**WRITTEN INSTRUCTION:**
In the passage on happiness and pleasure, change "transient" to "fleeting" and give everything from "WHO (Sri K." down to "shall secure happiness.".

**SOURCE DOCUMENT:**
WHO (Sri K. Lakshmana Sarma) explains this brilliantly in his exposition1 of
Bhagavan Sri Ramana Maharshi's teaching:-

What we mean by happiness is something constant - something that will abide
with us in all its freshness and purity so long as we ourselves exist. What
the world has given us is not that, but something transient and variable,
and its rightful name is pleasure. Happiness and pleasure are two entirely
different things. But we assume that pleasures are the very texture of
happiness; we assume that if we can provide for a constant stream of
pleasures for all time we shall secure happiness.

But it is the very nature of pleasure to be inconstant; for pleasure is just
our reaction to the impact of outside things. Certain things give us
pleasure, and we seek to acquire and keep hold of them; but the same objects
do not give equal pleasure at all times; sometimes they even give pain. Thus
we are often cheated of the pleasure we bargained for, and find that we are
in for pain at times; pleasure and pain are in fact inseparable companions.

The sage of Arunachala tells us that even pleasure is not from things. If
the pleasure that we taste in life were really from things, then it must be
more when one has more things, less when he has less, and none when he has
none; but this is not the case. The rich, who have an abundance of things,
are not exactly happy; nor are the poor, who have very little, exactly
unhappy. And all alike, if and when they get sound, dreamless sleep, are
supremely happy. To make sure of the undisturbed enjoyment of sleep we
provide ourselves with every available artificial aid - soft beds and
pillows, mosquito-curtains, warm blankets or cool breezes and so on. The
loss of sleep is accounted a grievous evil; for its sake men are willing to
poison the very source of life, the brain, with deadly drugs. All this shows
how much we love sleep; and we love it, because in it we are happy.

**GIVEN ENTRIES:**
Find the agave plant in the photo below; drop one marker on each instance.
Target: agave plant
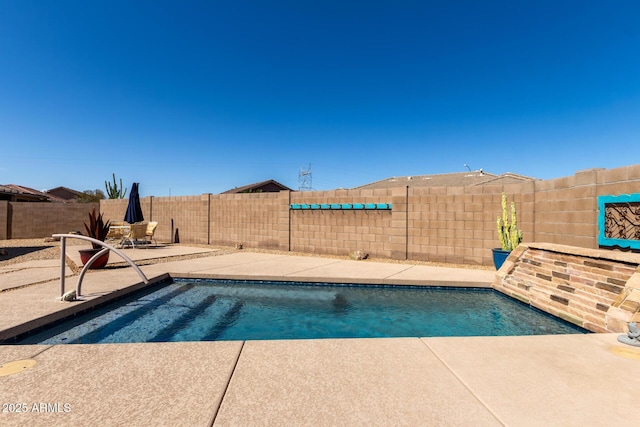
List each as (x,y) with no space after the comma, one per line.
(97,228)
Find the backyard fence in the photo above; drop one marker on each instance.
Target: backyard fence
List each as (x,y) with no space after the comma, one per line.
(441,224)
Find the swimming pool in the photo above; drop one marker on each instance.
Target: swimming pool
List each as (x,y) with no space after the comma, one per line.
(211,310)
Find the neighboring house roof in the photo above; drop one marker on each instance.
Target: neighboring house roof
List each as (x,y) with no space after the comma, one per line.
(20,193)
(269,186)
(17,193)
(456,179)
(64,193)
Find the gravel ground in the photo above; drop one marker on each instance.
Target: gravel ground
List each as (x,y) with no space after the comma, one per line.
(23,250)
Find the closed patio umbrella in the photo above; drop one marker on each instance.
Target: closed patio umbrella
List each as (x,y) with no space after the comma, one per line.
(134,211)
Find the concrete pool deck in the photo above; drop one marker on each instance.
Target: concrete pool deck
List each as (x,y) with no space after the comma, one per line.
(561,380)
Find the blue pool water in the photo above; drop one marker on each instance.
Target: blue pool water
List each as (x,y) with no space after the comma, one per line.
(206,310)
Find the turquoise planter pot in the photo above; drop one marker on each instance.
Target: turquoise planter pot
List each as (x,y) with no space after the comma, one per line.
(499,256)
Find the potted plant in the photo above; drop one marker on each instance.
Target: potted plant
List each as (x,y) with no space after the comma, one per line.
(98,230)
(508,234)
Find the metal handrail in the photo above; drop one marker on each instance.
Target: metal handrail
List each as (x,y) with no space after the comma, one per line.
(106,248)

**COMPLETED TASK:**
WHO (Sri K. Lakshmana Sarma) explains this brilliantly in his exposition1 of
Bhagavan Sri Ramana Maharshi's teaching:-

What we mean by happiness is something constant - something that will abide
with us in all its freshness and purity so long as we ourselves exist. What
the world has given us is not that, but something fleeting and variable,
and its rightful name is pleasure. Happiness and pleasure are two entirely
different things. But we assume that pleasures are the very texture of
happiness; we assume that if we can provide for a constant stream of
pleasures for all time we shall secure happiness.